* Written task A:
In the loan disclosure below, condense the paragraph that begins "From October 19, 2015 through September 30, 2016, Moxian Shenzhen and Bayi" into a short bulleted list that keeps its main facts.
* Written task B:
Extend the loan disclosure below, picking up after its final sentence.
>> start Selected extract
From July 4, 2016 through September 30, 2016, Moxian HK and Morolling entered into sixteen loan agreements, whereby Morolling agreed to provide loans to Moxian HK in aggregate of $914,014 without interest and due in one year.

 

From October 19, 2015 through September 30, 2016, Moxian Shenzhen and Bayi entered into twenty-eight loan agreements whereby Bayi provided loans to Moxian Shenzhen in aggregate of $2,484,608 (RMB 16,572,883) without interest and due in one year. For the year ended September 30, 2016, the Company repaid $1,733,110 to Bayi.

 

From April 1, 2016 through September 12, 2016, Moxian Shenzhen and Xinhua entered into six loan agreements whereby Xinhua agreed to provide loans to Moxian Shenzhen in aggregate of $382,297 (RMB 2,550,000) without interest and due in one year.

 

From February 3, 2016 through June 28, 2016, Moxian Beijing and Zhongtou entered into two loan agreements whereby Zhongtou agreed to provide loans to Moxian Bejing in aggregate of $16,161 (RMB 107,800) without interest and due on demand.

 

From March 10, 2016 through July 15, 2016, Moxian Beijing and Xinhua entered into two loan agreements whereby Xinhua agreed to provide loans to Moxian Beijing in aggregate of $110,941 (RMB 740,000) without interest and due on demand.

 

From February 29, 2016 through September 18, 2016, Moxian Beijing advanced $58,419 (RMB 389,668) from Hao Qing Hu, a director of the Company and repaid $47,858 (RMB 319,200).

 

On February 26, 2016, Shenzhen Moyi and Bayi entered into a loan agreement whereby Bayi agreed to provide a loan to Shenzhen Moyi in aggregate of $32,734 (RMB 218,340) without interest and due in one year. The loan was fully repaid on September 7, 2016.
>> end Selected extract
>> start Record excerpts
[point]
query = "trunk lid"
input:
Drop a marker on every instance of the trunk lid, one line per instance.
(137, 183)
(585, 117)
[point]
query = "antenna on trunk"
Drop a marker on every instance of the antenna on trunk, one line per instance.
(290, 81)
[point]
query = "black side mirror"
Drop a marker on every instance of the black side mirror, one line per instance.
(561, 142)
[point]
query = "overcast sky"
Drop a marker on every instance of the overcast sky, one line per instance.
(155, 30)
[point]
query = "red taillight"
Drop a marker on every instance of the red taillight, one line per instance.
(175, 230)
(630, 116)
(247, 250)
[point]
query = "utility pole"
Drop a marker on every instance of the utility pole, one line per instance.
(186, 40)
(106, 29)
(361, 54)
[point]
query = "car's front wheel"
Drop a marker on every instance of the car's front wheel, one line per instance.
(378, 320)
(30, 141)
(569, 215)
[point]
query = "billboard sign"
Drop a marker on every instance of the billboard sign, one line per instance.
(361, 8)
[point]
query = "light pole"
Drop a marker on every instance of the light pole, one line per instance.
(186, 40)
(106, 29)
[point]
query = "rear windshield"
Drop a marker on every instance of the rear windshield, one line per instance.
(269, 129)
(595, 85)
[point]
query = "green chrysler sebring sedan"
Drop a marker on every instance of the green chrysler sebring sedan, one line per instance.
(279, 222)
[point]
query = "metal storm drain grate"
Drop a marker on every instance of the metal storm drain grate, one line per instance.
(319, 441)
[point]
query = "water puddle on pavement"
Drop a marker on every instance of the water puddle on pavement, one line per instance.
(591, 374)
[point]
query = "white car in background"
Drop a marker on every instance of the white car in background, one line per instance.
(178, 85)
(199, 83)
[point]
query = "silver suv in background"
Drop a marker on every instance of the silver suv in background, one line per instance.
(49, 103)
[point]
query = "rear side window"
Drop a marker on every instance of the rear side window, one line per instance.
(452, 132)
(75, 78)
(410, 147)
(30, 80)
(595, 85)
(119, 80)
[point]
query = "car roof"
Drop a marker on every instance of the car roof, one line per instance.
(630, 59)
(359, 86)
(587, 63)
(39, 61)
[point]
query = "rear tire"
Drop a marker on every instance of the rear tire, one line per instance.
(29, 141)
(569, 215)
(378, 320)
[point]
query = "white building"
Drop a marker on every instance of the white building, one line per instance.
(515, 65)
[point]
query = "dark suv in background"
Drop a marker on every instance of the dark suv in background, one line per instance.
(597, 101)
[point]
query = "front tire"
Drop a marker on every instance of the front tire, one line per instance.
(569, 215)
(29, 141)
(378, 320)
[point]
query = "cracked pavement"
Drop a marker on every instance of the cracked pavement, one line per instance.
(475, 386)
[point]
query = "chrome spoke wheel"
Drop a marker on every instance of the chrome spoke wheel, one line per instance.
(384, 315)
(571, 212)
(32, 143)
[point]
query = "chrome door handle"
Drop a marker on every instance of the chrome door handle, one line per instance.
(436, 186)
>> end Record excerpts
* Written response A:
- Parties: Moxian Shenzhen and Bayi
- Period: October 19, 2015 through September 30, 2016
- Twenty-eight loan agreements
- Bayi lent Moxian Shenzhen a total of $2,484,608 (RMB 16,572,883)
- The loans carried no interest and were due in one year
- For the year ended September 30, 2016, the Company repaid $1,733,110 to Bayi

* Written response B:
On May 4, 2016, Moxian Malaysia and Jet Key entered into a loan agreement whereby Jet Key agreed to extend the original loan to Moxian Malaysia in aggregate of $122,144 signed on May 4, 2015 without interest and due on demand.

 

 34 
 

 

ITEM 14. PRINCIPAL ACCOUNTING FEES AND SERVICES

 

Audit Fees

 

The following table sets forth the aggregate fees billed to the Company by its independent registered public accounting firm, for the fiscal years indicated.

 

ACCOUNTING FEES AND SERVICES  2016   2015 
         
Audit fees  $210,000   $45,500 
Audit-related fees  -   - 
Tax fees  -   - 
All other fees  -   - 
           
Total  $210,000   $45,500 

  

The category of “Audit fees” (excluding out of pocket expenses) includes fees for our annual audit, quarterly reviews and services rendered in connection with regulatory filings with the SEC, such as the issuance of comfort letters and consents.

 

The category of “Audit-related fees” includes employee benefit plan audits, internal control reviews and accounting consultation.

 

All above audit services and audit related services were pre-approved by the Board of Directors and Audit Committee for the fiscal years ended September 30, 2016 and 2015, which concluded that the provision of such service by Friedman LLP and Dominic K.F. Chan & Co. were compatible with maintenance of the firm’s independence in the conduct of its audits.

 

 35 
 

 

PART IV

 

ITEM 15. EXHIBITS AND FINANCIAL STATEMENT SCHEDULES

 

(a)Financial Statements

 

The following are filed as part of this report:

 

Financial Statements

 

The following financial statements of Moxian, Inc. and Reports of Independent Registered Public Accounting Firms are presented in the “F” pages of this report:

 

      PAGES  
         
REPORTS OF INDEPENDENT REGISTERED PUBLIC ACCOUNTING FIRMS     F-2  
         
CONSOLIDATED BALANCE SHEETS     F-4  
         
CONSOLIDATED STATEMENTS OF OPERATIONS AND COMPREHENSIVE LOSS     F-5  
         
CONSOLIDATED STATEMENTS OF STOCKHOLDERS’ EQUITY  (DEFICIT)     F-6  
         
CONSOLIDATED STATEMENTS OF CASH FLOWS     F-7  
         
NOTES TO CONSOLIDATED FINANCIAL STATEMENTS     F-8 – F-21  

  

 36 
 

 

  (b) Exhibits

  

The following exhibits are filed or “furnished” herewith:

 

Exhibit

Number

  Description
     
3.1   Articles of Incorporation of the Company filed on October 12, 2010 (incorporated by reference herein to Exhibit 3.1 to the Company’s Registration Statement on Form S-1 filed with the SEC on March 30, 2011).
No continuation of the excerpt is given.